* _TO DO_: Turn every line of the material below into a numbered list, leaving out any blank lines.
* start DATA ENTRIES *
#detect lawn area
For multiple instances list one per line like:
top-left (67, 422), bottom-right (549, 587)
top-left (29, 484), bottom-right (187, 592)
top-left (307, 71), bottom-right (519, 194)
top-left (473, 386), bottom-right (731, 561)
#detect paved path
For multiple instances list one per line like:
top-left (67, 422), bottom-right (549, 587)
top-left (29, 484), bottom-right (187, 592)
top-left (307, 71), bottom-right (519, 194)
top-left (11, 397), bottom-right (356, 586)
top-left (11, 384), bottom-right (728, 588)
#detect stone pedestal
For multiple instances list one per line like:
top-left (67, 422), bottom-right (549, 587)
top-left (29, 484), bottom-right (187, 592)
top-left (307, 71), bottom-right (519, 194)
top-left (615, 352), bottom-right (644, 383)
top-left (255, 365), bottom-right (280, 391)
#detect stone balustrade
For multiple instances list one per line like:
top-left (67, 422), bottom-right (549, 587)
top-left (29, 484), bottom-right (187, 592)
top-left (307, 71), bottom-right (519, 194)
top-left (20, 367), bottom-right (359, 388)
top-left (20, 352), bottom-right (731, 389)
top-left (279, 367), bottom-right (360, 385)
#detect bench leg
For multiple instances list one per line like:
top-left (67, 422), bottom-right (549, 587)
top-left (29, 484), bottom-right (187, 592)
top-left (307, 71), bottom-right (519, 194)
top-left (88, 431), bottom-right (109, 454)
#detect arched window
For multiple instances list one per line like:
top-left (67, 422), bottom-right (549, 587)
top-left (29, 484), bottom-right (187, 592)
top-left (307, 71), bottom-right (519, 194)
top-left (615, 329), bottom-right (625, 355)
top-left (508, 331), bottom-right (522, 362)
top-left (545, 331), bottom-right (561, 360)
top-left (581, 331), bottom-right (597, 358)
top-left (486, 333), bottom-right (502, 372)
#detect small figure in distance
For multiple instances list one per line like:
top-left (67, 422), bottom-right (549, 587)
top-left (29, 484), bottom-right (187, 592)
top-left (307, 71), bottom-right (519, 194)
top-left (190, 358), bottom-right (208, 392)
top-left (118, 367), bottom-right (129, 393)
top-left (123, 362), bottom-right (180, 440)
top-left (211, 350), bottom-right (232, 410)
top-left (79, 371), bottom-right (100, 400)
* end DATA ENTRIES *
* _WRITTEN SOLUTION_:
1. #detect lawn area
2. For multiple instances list one per line like:
3. top-left (67, 422), bottom-right (549, 587)
4. top-left (29, 484), bottom-right (187, 592)
5. top-left (307, 71), bottom-right (519, 194)
6. top-left (473, 386), bottom-right (731, 561)
7. #detect paved path
8. For multiple instances list one per line like:
9. top-left (67, 422), bottom-right (549, 587)
10. top-left (29, 484), bottom-right (187, 592)
11. top-left (307, 71), bottom-right (519, 194)
12. top-left (11, 397), bottom-right (356, 586)
13. top-left (11, 384), bottom-right (728, 588)
14. #detect stone pedestal
15. For multiple instances list one per line like:
16. top-left (67, 422), bottom-right (549, 587)
17. top-left (29, 484), bottom-right (187, 592)
18. top-left (307, 71), bottom-right (519, 194)
19. top-left (615, 352), bottom-right (644, 383)
20. top-left (255, 365), bottom-right (280, 391)
21. #detect stone balustrade
22. For multiple instances list one per line like:
23. top-left (67, 422), bottom-right (549, 587)
24. top-left (29, 484), bottom-right (187, 592)
25. top-left (307, 71), bottom-right (519, 194)
26. top-left (20, 367), bottom-right (359, 388)
27. top-left (20, 352), bottom-right (731, 389)
28. top-left (279, 367), bottom-right (360, 385)
29. #detect bench leg
30. For multiple instances list one per line like:
31. top-left (67, 422), bottom-right (549, 587)
32. top-left (29, 484), bottom-right (187, 592)
33. top-left (307, 71), bottom-right (519, 194)
34. top-left (88, 431), bottom-right (109, 454)
35. #detect arched window
36. For multiple instances list one per line like:
37. top-left (67, 422), bottom-right (549, 587)
38. top-left (29, 484), bottom-right (187, 592)
39. top-left (307, 71), bottom-right (519, 194)
40. top-left (615, 329), bottom-right (625, 355)
41. top-left (508, 331), bottom-right (522, 362)
42. top-left (545, 331), bottom-right (561, 360)
43. top-left (581, 331), bottom-right (597, 358)
44. top-left (486, 333), bottom-right (502, 372)
45. #detect small figure in distance
46. For multiple instances list one per line like:
47. top-left (67, 422), bottom-right (549, 587)
48. top-left (29, 484), bottom-right (187, 592)
49. top-left (307, 71), bottom-right (519, 194)
50. top-left (190, 358), bottom-right (208, 392)
51. top-left (118, 367), bottom-right (129, 393)
52. top-left (123, 362), bottom-right (180, 440)
53. top-left (211, 350), bottom-right (232, 410)
54. top-left (79, 371), bottom-right (100, 400)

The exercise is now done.